*Problems to work on*.
1. Reproduce word for word the portion of the feed-parsing thread that opens with the words containing "Thanks for help!" and closes with "the recovery mode?".
2. In the feed-parsing thread, what URL is given as an example of a malformed feed?

Comments (9)
The problem is that false results could lead to subsequent errors in parsing and handling of the entire feed.
Maybe it's an option to inject your own DOMDocument
or a decorator clean up / recover the feeds before they are parsed by the reader.
Originally posted by @froschdesign at zendframework/zend-feed#73 (comment)
from laminas-feed.
You can use the recovery mode yourself:
// Import by URI
$httpClient = Zend\Feed\Reader\Reader::getHttpClient();
$response = $httpClient->get(
'https://github.com/zendframework/zend-feed/releases.atom'
);
$xmlString = $response->getBody();
// Create DOMDocument
$dom = new DOMDocument;
$dom->recover = true;
$dom->loadXML(trim($xmlString));
// Detect type
$type = Zend\Feed\Reader\Reader::detectType($dom);
// Create reader
if (0 === strpos($type, 'rss')) {
$reader = new Zend\Feed\Reader\Feed\Rss($dom, $type);
}
if (0 === strpos($type, 'atom')) {
$reader = new Zend\Feed\Reader\Feed\Atom($dom, $type);
}
var_dump($reader->getTitle()); // "Release notes from zend-feed"
Originally posted by @froschdesign at zendframework/zend-feed#73 (comment)
from laminas-feed.
Thanks for help! This is indeed what I ended up doing:
https://gitlab.com/DeepRSS/Reader/blob/3667b1b10c11b9c067de1e3242f15eaf2a1de261/src/Core/Service/ZendReader/FeedParser.php#L35
Originally posted by @Isinlor at zendframework/zend-feed#73 (comment)
from laminas-feed.
@Isinlor
Thanks for the fast response! π
Can you provide a link to a feed which is malformed and needs the recovery mode?
Originally posted by @froschdesign at zendframework/zend-feed#73 (comment)
from laminas-feed.
Here is one example: http://itbrokeand.ifixit.com/atom.xml
Code I used for testing:
<?php
$libxmlErrflag = libxml_use_internal_errors(true);
$oldValue = libxml_disable_entity_loader(true);
$dom = new \DOMDocument;
//$dom->recover = true; // Allows to parse slightly malformed feeds
$status = $dom->loadXML(file_get_contents("http://itbrokeand.ifixit.com/atom.xml"));
if (!$status) {
// Build error message
$error = libxml_get_last_error();
if ($error instanceof \LibXMLError && $error->message != '') {
$error->message = trim($error->message);
$errormsg = "DOMDocument cannot parse XML: {$error->message}";
} else {
$errormsg = "DOMDocument cannot parse XML: Please check the XML document's validity";
}
throw new Exception($errormsg);
}
Originally posted by @Isinlor at zendframework/zend-feed#73 (comment)
from laminas-feed.
@Isinlor
Perfect, this helps a lot. I collect various problems to create some test scenarios.
Originally posted by @froschdesign at zendframework/zend-feed#73 (comment)
from laminas-feed.
I think your initial reaction was correct.
The problem is that false results could lead to subsequent errors in parsing and handling of the entire feed.

*Dataset extract*.
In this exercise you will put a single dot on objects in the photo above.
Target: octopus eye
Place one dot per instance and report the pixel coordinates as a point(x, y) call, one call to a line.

*Response list*.
1.
Thanks for help! This is indeed what I ended up doing:
https://gitlab.com/DeepRSS/Reader/blob/3667b1b10c11b9c067de1e3242f15eaf2a1de261/src/Core/Service/ZendReader/FeedParser.php#L35
Originally posted by @Isinlor at zendframework/zend-feed#73 (comment)
from laminas-feed.
@Isinlor
Thanks for the fast response! π
Can you provide a link to a feed which is malformed and needs the recovery mode?

2. http://itbrokeand.ifixit.com/atom.xml